# [Task set]
1 - According to the court order, what job did Tri City hire Ms. Corio to do?
2 - Repeat the part of the court order starting at "November 6, 2019" and ending at "ripe for resolution.".

======== Extract to read ========

United States District Court, D. Colorado

November 6, 2019

HAYLEY CORIO, Plaintiff,
v.
TRI CITY CYCLE, INC, a Colorado Corporation, Defendant.

          ORDER

          RAYMOND P. MOORE, UNITED STATES DISTRICT JUDGE

         Plaintiff Hayley Corio (“Ms. Corio” or “Plaintiff”) was terminated from her employment from Defendant Tri City Cycle, Inc. (“Tri City” of “Defendant”), a motorcycle dealership, after she complained of sexual harassment and filed a charge with the Equal Employment Opportunity Commission (“EEOC”). This lawsuit followed. The case is now before the Court on Tri City's Motion for Summary Judgment (“Motion”) (ECF No. 29) seeking judgment as a matter of law in its favor on all of Ms. Corio's claims. Ms. Corio filed a response in opposition; Tri City filed a reply. The matter is ripe for resolution.

         I. FACTUAL AND PROCEDURAL BACKGROUND

         The Court considers the facts in the light most favorable to Plaintiff, as the non-movant, “unless contradicted by the record.” DePaula v. Easter Seals El Mirador, 859 F.3d 957 (10th Cir. 2017) (citing Birch v. Polaris Indus., Inc., 812 F.3d 1238, 1251 (10th Cir. 2015)).

         The Alleged Sexual Activities During Ms. Corio's Employment.

         Tri City is a motorcycle distributorship.[1] It has about 25-30 employees. On or about July 18, 2015, Tri City hired Ms. Corio to be the marketing manager.[2] Among Plaintiff's co-workers was an employee named John Goddard, one of two sales managers. Mr. Goddard was already employed by Tri City, and had been for several years, when Ms. Corio started her employment. The other sales manager was David Wagner.

         According to Ms. Corio, at the dealership, “[t]here was always teasing and, like, flirting with everybody in the dealership in a friendly, light-hearted way.” (ECF No. 30-2, p. 62.) She testified “It's the culture…of the industry. It's babes and bikers, and there's always a light amount of profanity used.” (ECF No. 30-2, p. 63.) There was also a certain level of acceptance of conduct, such as a bikini bike wash, which Ms. Corio did not find offensive. (ECF No. 30-2, p. 63.)

======== Records shown ========

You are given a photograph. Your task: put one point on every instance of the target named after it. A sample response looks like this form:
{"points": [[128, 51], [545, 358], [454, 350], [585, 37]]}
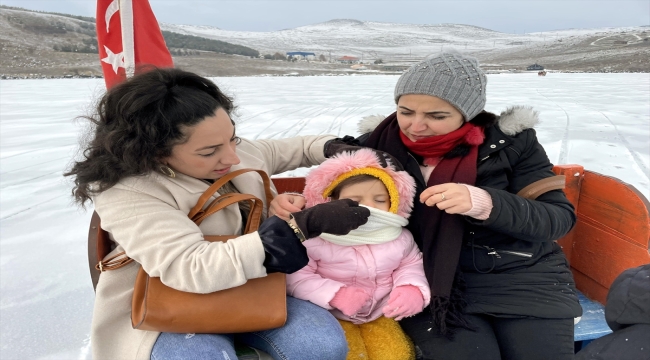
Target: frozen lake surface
{"points": [[600, 121]]}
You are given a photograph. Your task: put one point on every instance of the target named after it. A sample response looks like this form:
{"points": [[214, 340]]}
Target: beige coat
{"points": [[147, 217]]}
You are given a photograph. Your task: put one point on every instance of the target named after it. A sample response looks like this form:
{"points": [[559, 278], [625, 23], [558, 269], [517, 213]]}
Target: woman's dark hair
{"points": [[138, 122], [357, 179]]}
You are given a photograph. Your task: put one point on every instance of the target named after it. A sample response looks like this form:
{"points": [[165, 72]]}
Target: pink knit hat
{"points": [[320, 182]]}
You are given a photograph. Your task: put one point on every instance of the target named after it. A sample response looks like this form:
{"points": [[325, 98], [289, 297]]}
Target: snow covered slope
{"points": [[384, 40]]}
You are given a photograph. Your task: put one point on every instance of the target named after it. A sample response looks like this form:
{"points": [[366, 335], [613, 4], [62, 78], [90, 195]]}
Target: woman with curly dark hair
{"points": [[160, 139]]}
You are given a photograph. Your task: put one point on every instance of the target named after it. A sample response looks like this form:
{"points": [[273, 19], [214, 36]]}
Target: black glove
{"points": [[337, 217], [283, 251], [350, 144]]}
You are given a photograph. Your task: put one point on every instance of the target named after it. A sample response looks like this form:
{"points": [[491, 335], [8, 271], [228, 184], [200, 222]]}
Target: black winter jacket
{"points": [[511, 265]]}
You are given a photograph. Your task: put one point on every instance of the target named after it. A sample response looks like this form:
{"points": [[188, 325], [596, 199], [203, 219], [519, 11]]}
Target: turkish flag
{"points": [[128, 37]]}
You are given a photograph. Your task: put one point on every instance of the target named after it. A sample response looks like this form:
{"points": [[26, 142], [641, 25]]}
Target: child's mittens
{"points": [[404, 301], [350, 300]]}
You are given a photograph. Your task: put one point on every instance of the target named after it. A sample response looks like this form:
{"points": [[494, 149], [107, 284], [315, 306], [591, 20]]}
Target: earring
{"points": [[167, 171]]}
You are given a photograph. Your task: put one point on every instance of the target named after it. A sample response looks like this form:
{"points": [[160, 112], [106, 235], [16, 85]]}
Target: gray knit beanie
{"points": [[453, 77]]}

========

# [Responses to the exercise]
1 - Marketing manager.

2 -
November 6, 2019

HAYLEY CORIO, Plaintiff,
v.
TRI CITY CYCLE, INC, a Colorado Corporation, Defendant.

          ORDER

          RAYMOND P. MOORE, UNITED STATES DISTRICT JUDGE

         Plaintiff Hayley Corio (“Ms. Corio” or “Plaintiff”) was terminated from her employment from Defendant Tri City Cycle, Inc. (“Tri City” of “Defendant”), a motorcycle dealership, after she complained of sexual harassment and filed a charge with the Equal Employment Opportunity Commission (“EEOC”). This lawsuit followed. The case is now before the Court on Tri City's Motion for Summary Judgment (“Motion”) (ECF No. 29) seeking judgment as a matter of law in its favor on all of Ms. Corio's claims. Ms. Corio filed a response in opposition; Tri City filed a reply. The matter is ripe for resolution.